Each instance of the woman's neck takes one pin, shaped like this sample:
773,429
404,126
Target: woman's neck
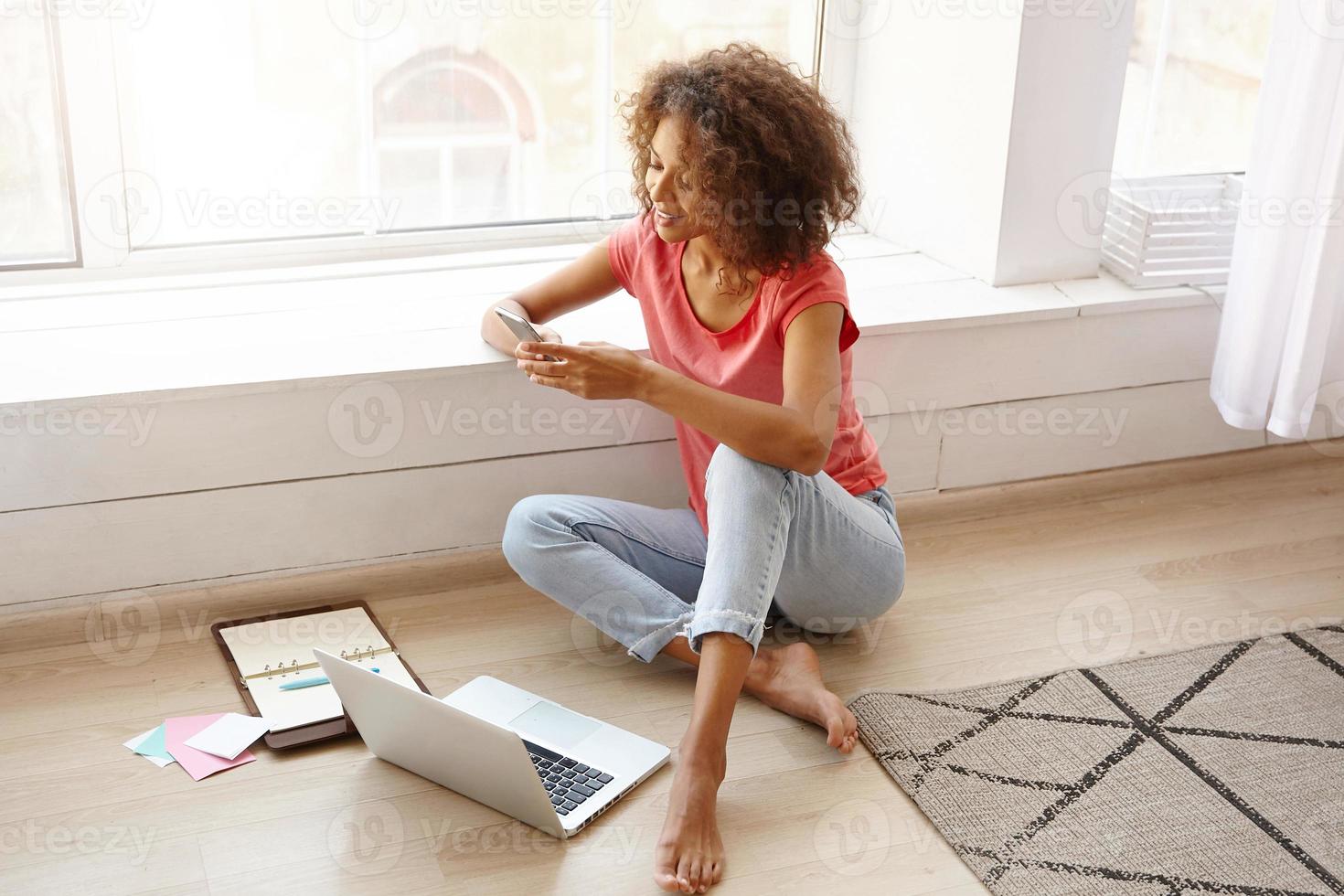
705,260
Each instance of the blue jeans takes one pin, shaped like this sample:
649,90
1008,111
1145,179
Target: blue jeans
778,540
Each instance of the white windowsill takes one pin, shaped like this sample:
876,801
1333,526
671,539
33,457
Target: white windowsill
242,331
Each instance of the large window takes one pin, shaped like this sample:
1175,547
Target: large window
202,126
1191,86
35,217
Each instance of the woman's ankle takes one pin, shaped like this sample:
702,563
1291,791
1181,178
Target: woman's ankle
703,756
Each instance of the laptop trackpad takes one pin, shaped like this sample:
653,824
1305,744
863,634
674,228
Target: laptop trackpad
555,724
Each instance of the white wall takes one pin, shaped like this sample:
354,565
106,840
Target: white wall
932,116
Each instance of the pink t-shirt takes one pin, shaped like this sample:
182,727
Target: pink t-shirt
748,357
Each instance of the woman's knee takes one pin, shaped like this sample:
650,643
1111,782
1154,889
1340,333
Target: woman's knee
824,614
730,468
528,527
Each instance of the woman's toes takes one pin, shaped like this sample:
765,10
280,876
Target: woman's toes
664,873
683,875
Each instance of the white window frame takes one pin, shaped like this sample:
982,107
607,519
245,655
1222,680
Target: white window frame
100,182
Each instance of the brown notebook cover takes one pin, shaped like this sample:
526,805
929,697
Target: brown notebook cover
319,730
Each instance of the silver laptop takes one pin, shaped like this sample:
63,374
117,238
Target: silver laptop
532,759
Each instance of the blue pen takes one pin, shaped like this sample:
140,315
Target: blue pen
311,683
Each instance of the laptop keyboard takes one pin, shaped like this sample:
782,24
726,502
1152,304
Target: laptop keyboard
569,782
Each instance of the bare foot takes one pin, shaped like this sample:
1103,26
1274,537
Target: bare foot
689,853
789,678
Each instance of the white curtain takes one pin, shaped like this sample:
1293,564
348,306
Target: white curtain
1280,357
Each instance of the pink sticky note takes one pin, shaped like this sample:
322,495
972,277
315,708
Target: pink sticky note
197,763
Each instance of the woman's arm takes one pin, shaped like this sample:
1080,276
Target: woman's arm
795,434
581,283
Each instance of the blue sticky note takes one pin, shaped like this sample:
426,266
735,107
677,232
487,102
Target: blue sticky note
154,744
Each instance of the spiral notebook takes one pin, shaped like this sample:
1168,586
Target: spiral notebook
268,652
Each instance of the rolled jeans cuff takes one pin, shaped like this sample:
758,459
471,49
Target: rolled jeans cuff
743,624
652,644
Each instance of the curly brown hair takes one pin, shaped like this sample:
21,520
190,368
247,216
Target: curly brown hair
760,140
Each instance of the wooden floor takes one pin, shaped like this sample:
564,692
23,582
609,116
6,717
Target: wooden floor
1003,581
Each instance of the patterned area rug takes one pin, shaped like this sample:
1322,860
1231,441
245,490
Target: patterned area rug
1217,770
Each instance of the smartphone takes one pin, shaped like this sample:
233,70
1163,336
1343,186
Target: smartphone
523,329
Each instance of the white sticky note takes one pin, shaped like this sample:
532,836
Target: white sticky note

• Stated goal
Do not copy the pictures, but repeat every line exactly.

• Expected answer
Each instance of the woman's neck takes one pin, shaped like this sample:
773,429
404,126
Target: woman's neck
705,260
Each instance of the blue jeans takes one pin, shaped like this sample:
649,90
1008,111
1145,179
Target: blue jeans
778,540
Each instance of the white windowsill takes one pin, shaped like this sample:
876,801
1333,526
671,539
33,457
Target: white windowsill
242,331
Each instance of the large window takes one pin, shaped like this sample:
1175,547
Target: large window
202,126
1191,86
35,217
Each instance of the woman's ankle takes one pin, shaped like this sample:
702,563
1291,791
1181,178
Target: woman's ankle
703,756
Each instance of the laptop trackpad takes one pin, shaped like this sample:
653,824
1305,744
863,634
674,228
Target: laptop trackpad
555,724
Each instance of the white wall takes one pin, shaped like this sample:
354,565
106,840
Target: white wall
932,116
Each instance of the pink t-shirt takes one pin, shaped like this sample:
182,727
Target: pink t-shirt
748,357
Each instance of the woman's knee takes one pin, shaped like this sample:
650,643
1111,782
1154,889
1340,333
Target: woman's knee
824,614
730,468
528,527
Each instance of the woman's toes takes one pin, shaped like this sample:
765,10
280,876
Target: woman's toes
664,873
683,875
Each instance of the white window frame takes one pin, shaped like this sample:
982,107
607,519
245,655
1222,680
Target: white window frame
100,182
Each instance of the brown notebook cover takes one pin, shaped like this sample:
526,805
929,697
Target: brown notebook cover
319,730
Each instance of the silver laptop takes one pin, shaped like this sample:
63,374
117,238
Target: silver laptop
532,759
Each instance of the blue pen takes one pin, shaped like this sample:
140,315
Target: blue pen
311,683
Each instance of the laptop keyboard takes one pin, shaped like this sample:
782,24
726,502
1152,304
Target: laptop keyboard
569,782
Each instance of the bare foot takes one pin, shaped like this sample:
1103,26
1274,537
Target: bare foot
689,853
789,678
Each instance of the white curtain takes one pin, shaped like this sample:
1293,564
348,306
Target: white curtain
1280,357
Each instance of the pink sticky note takes one pin, shaped like this sample:
322,495
972,277
315,708
Target: pink sticky note
197,763
Each instance of the woman's arm takes one pin, shaped like this sample:
1080,276
Target: woman's arm
795,434
581,283
Each instance of the blue sticky note takes one pin, shaped like this sample:
426,266
735,107
677,232
487,102
Target: blue sticky note
154,744
Each instance of the spiral notebook takes one pin, shaped like this sample:
1168,586
Target: spiral notebook
268,652
Each instance of the rolled jeans cuff takes one pin, shaped like this sample:
758,459
471,49
Target: rolled jeans cuff
743,624
652,644
Each instance of the curly brown hair takes one pin, shaped like this sample:
21,520
190,368
247,216
Target: curly brown hair
760,140
Each instance of the wooden floor takes one pin, shaped like this sample:
564,692
23,582
609,116
6,717
Target: wooden floor
1003,581
Each instance of the patterned area rug takes one pin, shaped like this sample:
1322,860
1231,441
245,490
Target: patterned area rug
1217,770
Each instance of the smartphone takes one pin, shaped like this sample:
233,70
1163,336
1343,186
Target: smartphone
523,329
Each instance of the white sticky note takes one pin, shaped like this sample:
532,836
Target: white sticky note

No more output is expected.